Short exercise: Locate each line in the items that contains the string "sleeve" and copy it out in full. Treat uppercase and lowercase as different.

──────

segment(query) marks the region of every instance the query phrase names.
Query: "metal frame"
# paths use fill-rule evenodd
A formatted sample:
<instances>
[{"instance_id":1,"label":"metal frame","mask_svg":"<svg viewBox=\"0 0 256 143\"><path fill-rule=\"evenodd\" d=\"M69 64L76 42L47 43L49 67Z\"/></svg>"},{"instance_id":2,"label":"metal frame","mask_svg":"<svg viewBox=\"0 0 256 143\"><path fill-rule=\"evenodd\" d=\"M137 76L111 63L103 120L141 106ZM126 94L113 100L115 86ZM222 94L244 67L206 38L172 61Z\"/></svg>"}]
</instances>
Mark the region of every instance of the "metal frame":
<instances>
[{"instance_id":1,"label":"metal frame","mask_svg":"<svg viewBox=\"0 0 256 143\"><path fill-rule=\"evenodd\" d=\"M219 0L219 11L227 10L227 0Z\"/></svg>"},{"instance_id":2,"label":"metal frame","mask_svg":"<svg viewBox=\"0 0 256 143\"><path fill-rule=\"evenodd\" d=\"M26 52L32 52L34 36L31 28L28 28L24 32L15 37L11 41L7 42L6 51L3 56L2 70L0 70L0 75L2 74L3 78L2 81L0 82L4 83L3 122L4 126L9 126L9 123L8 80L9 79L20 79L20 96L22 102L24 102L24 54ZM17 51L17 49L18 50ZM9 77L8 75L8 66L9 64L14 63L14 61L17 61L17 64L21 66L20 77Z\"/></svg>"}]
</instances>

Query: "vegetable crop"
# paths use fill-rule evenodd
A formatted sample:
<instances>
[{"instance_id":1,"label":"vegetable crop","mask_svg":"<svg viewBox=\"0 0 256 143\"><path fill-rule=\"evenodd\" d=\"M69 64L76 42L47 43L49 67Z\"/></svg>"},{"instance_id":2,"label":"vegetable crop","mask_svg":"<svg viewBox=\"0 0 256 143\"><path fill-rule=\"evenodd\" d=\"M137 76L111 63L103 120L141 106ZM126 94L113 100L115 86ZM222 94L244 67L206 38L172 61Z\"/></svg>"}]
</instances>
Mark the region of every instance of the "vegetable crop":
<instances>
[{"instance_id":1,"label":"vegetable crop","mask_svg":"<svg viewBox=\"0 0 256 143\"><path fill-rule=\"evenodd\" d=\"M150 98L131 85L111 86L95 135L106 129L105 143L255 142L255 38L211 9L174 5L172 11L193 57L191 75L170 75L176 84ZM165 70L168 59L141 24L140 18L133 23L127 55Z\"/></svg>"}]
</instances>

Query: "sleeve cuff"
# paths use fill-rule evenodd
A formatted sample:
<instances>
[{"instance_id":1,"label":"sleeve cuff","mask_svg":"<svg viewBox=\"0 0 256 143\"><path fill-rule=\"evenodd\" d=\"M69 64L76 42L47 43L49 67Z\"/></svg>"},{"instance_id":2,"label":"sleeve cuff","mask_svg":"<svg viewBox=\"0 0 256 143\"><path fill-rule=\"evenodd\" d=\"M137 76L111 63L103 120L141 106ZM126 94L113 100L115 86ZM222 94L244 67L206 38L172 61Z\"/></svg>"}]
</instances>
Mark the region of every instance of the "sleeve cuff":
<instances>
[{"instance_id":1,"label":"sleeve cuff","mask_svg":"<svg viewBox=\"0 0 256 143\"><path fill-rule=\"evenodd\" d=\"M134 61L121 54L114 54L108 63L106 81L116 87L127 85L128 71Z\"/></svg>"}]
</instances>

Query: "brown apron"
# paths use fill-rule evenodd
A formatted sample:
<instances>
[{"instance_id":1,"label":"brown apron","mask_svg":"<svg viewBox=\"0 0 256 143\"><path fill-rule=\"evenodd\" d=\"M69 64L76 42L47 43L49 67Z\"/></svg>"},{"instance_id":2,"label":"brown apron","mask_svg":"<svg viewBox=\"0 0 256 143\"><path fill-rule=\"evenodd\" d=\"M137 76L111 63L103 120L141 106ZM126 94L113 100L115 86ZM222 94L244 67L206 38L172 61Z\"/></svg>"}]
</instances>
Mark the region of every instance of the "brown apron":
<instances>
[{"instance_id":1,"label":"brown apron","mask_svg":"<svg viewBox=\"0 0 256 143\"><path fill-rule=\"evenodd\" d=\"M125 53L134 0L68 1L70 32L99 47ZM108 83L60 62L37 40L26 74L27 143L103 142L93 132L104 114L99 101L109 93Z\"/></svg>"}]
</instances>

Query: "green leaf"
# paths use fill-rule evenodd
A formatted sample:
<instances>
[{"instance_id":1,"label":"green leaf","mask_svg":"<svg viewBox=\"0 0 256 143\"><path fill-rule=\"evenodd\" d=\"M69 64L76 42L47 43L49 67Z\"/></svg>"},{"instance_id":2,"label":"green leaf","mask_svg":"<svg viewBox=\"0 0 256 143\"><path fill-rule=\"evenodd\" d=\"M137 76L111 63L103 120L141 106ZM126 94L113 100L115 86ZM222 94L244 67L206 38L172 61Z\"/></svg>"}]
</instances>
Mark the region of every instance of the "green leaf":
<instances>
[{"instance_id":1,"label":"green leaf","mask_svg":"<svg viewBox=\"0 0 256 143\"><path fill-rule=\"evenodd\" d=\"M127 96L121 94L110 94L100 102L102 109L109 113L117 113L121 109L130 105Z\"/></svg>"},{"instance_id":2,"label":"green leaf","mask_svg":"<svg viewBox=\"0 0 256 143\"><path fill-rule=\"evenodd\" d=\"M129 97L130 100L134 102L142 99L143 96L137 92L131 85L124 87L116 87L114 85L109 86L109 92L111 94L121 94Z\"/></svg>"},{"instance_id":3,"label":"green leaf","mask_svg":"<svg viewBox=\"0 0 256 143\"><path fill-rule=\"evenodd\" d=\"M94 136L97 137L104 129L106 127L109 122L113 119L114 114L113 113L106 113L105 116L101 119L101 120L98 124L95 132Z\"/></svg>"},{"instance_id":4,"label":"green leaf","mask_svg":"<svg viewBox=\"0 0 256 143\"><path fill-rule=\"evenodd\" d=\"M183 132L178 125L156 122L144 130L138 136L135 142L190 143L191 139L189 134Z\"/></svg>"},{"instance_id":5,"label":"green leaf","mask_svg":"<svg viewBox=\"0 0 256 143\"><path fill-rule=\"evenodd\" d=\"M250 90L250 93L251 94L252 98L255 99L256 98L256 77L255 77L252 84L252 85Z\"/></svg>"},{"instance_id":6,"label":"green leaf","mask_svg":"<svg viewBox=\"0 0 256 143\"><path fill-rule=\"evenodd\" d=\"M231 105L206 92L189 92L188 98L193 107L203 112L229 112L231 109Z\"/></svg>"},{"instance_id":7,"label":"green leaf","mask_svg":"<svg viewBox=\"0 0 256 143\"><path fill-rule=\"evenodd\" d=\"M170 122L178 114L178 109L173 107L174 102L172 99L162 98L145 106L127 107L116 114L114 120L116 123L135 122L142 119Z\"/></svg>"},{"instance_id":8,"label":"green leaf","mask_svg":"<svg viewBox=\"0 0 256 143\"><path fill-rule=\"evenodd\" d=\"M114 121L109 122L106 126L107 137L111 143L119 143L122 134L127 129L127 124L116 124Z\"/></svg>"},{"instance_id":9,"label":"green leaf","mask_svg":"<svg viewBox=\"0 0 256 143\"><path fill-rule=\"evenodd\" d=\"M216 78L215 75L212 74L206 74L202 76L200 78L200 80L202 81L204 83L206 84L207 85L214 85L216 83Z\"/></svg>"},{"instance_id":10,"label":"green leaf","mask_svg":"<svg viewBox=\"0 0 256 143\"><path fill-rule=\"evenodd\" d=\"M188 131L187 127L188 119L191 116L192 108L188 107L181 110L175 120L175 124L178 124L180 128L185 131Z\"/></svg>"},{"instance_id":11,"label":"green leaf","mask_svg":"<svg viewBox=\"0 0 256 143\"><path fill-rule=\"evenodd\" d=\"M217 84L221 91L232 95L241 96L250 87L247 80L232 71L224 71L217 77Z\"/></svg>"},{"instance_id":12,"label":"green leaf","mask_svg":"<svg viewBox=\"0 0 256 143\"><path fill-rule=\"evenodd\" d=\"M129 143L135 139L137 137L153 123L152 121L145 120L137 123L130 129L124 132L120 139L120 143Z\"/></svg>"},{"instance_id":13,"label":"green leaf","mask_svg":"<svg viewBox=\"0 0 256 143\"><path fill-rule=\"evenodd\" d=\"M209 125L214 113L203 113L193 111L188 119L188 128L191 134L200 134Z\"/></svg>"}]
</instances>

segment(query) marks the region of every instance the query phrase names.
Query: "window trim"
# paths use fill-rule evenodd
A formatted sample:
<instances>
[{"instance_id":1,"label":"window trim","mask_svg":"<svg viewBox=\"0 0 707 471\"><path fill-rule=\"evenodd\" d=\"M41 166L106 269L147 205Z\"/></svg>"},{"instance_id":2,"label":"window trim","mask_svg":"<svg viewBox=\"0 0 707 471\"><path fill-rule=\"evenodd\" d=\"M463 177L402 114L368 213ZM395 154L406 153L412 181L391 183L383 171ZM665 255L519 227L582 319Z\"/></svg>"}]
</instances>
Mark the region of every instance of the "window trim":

──────

Task output:
Query: "sleeve cuff"
[{"instance_id":1,"label":"sleeve cuff","mask_svg":"<svg viewBox=\"0 0 256 143\"><path fill-rule=\"evenodd\" d=\"M69 64L76 42L47 43L49 67Z\"/></svg>"},{"instance_id":2,"label":"sleeve cuff","mask_svg":"<svg viewBox=\"0 0 256 143\"><path fill-rule=\"evenodd\" d=\"M137 76L111 63L103 120L141 106ZM126 94L113 100L115 86ZM222 94L244 67L206 38L172 61Z\"/></svg>"}]
Mark the region of every instance of the "sleeve cuff":
[{"instance_id":1,"label":"sleeve cuff","mask_svg":"<svg viewBox=\"0 0 256 143\"><path fill-rule=\"evenodd\" d=\"M134 61L121 54L114 54L108 63L106 81L116 87L127 85L128 71Z\"/></svg>"}]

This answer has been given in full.